**** Study text
The Parliament of Australia heard submissions from the Redfern Legal Centre (RLC) surrounding the over-policing of Indigenous Australian offenders who were given non-custodial sentences (i.e. good behaviour bonds). The policies which target these individuals, such as the New South Wales' Suspect Target Management Plan (STMP), were criticised by the RLC for their failure to distinguish between minor and major offences. The RLC claimed that this resulted in unjust treatment and the increased chance of re-offending or good behaviour bond breaches.

Under consideration of current sentencing options (Section 19), the Australian Law Reform Commission (ALRC) also reflected upon the process of implementing good behaviour bonds for young offenders from remote Indigenous Australian communities. The submission of the Oz Child Legal Service (OCLS) at 19.69 suggested that courts should take into account the offenders' varying perceptions of time when prescribing good behaviour bonds. The OCLS claimed that the given penalty should be achievable, and described in periods of time (e.g. school terms) which can be easily recognised by the offender.

== Relevant statistics ==
=== Non-custodial sentencing rates in Children's courts ===
In their 2017-18 analysis, the Australian Bureau of Statistics (ABS) found that "other non-custodial orders" was the most common type of sentencing in Children's Courts across Australian states and territories. This category was defined to include good behaviour bonds and recognisance orders, under which 53% (11,782) of defendants who were proven guilty received their sentence.
********
**** Source material
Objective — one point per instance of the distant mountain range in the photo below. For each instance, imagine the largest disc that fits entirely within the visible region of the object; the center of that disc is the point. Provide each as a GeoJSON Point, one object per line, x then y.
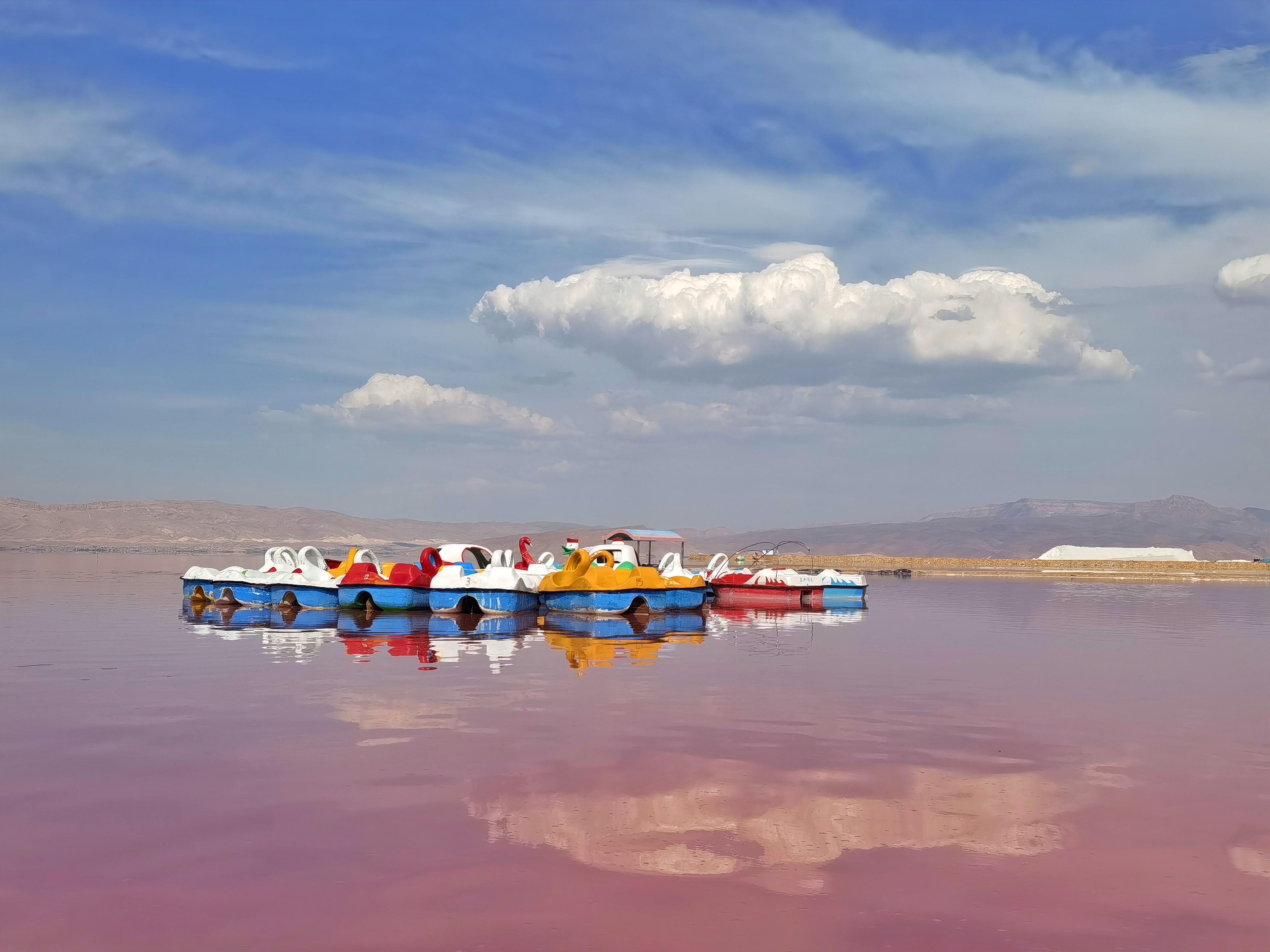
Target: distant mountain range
{"type": "Point", "coordinates": [1019, 530]}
********
# Work request
Reproduce the text on good behaviour bonds for Indigenous Australian offenders verbatim, in full. The lines have no connection to the text.

# Response below
The Parliament of Australia heard submissions from the Redfern Legal Centre (RLC) surrounding the over-policing of Indigenous Australian offenders who were given non-custodial sentences (i.e. good behaviour bonds). The policies which target these individuals, such as the New South Wales' Suspect Target Management Plan (STMP), were criticised by the RLC for their failure to distinguish between minor and major offences. The RLC claimed that this resulted in unjust treatment and the increased chance of re-offending or good behaviour bond breaches.

Under consideration of current sentencing options (Section 19), the Australian Law Reform Commission (ALRC) also reflected upon the process of implementing good behaviour bonds for young offenders from remote Indigenous Australian communities. The submission of the Oz Child Legal Service (OCLS) at 19.69 suggested that courts should take into account the offenders' varying perceptions of time when prescribing good behaviour bonds. The OCLS claimed that the given penalty should be achievable, and described in periods of time (e.g. school terms) which can be easily recognised by the offender.

== Relevant statistics ==
=== Non-custodial sentencing rates in Children's courts ===
In their 2017-18 analysis, the Australian Bureau of Statistics (ABS) found that "other non-custodial orders" was the most common type of sentencing in Children's Courts across Australian states and territories. This category was defined to include good behaviour bonds and recognisance orders, under which 53% (11,782) of defendants who were proven guilty received their sentence.